Return the whole listing, keeping every character the same.

>> START DATA SUPPLIED

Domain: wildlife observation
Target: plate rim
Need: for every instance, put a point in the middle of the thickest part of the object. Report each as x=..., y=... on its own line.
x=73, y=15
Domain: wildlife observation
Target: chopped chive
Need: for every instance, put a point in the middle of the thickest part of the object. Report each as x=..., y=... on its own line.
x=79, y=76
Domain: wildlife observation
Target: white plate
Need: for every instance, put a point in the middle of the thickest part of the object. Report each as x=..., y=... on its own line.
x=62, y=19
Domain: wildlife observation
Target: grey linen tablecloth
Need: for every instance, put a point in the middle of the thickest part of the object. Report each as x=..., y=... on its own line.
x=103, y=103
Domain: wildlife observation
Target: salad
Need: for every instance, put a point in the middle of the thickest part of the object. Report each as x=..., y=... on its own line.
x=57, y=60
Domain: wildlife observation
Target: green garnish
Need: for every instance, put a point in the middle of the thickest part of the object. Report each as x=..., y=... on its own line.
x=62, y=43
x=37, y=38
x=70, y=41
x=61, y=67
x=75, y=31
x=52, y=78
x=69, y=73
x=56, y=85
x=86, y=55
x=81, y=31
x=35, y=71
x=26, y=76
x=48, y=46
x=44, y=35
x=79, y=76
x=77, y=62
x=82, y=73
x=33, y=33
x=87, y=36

>> END DATA SUPPLIED

# [SOLUTION TO THIS EXERCISE]
Domain: wildlife observation
Target: plate rim
Need: for every instance, put a point in the middle of the thickest part of the object. Report each as x=..., y=... on its own line.
x=73, y=15
Domain: wildlife observation
Target: chopped chive
Need: for every instance, put a point in the middle of the thickest part of the object. Report each as x=..., y=... on its own line.
x=79, y=76
Domain: wildlife observation
Target: white plate
Need: for every instance, put a point in the middle of the thickest part of the object. Report each as x=..., y=... on its own line.
x=62, y=19
Domain: wildlife observation
Target: grey linen tablecloth
Need: for every instance, put a point in the middle of the thickest part of the object. Report each as x=..., y=... on its own line.
x=103, y=103
Domain: wildlife observation
Target: salad
Need: for every instance, put a point in the middle of the thickest part of the object. Report each as x=..., y=... on its own line.
x=57, y=60
Domain: wildlife observation
Target: green garnish
Need: for every instance, put a point in the middle of the thickest part of the object. Report each as x=..., y=... on its own line.
x=62, y=43
x=37, y=38
x=70, y=41
x=61, y=67
x=75, y=31
x=52, y=78
x=69, y=73
x=56, y=85
x=86, y=55
x=81, y=31
x=35, y=71
x=26, y=76
x=48, y=46
x=44, y=35
x=79, y=76
x=77, y=62
x=82, y=73
x=33, y=33
x=87, y=36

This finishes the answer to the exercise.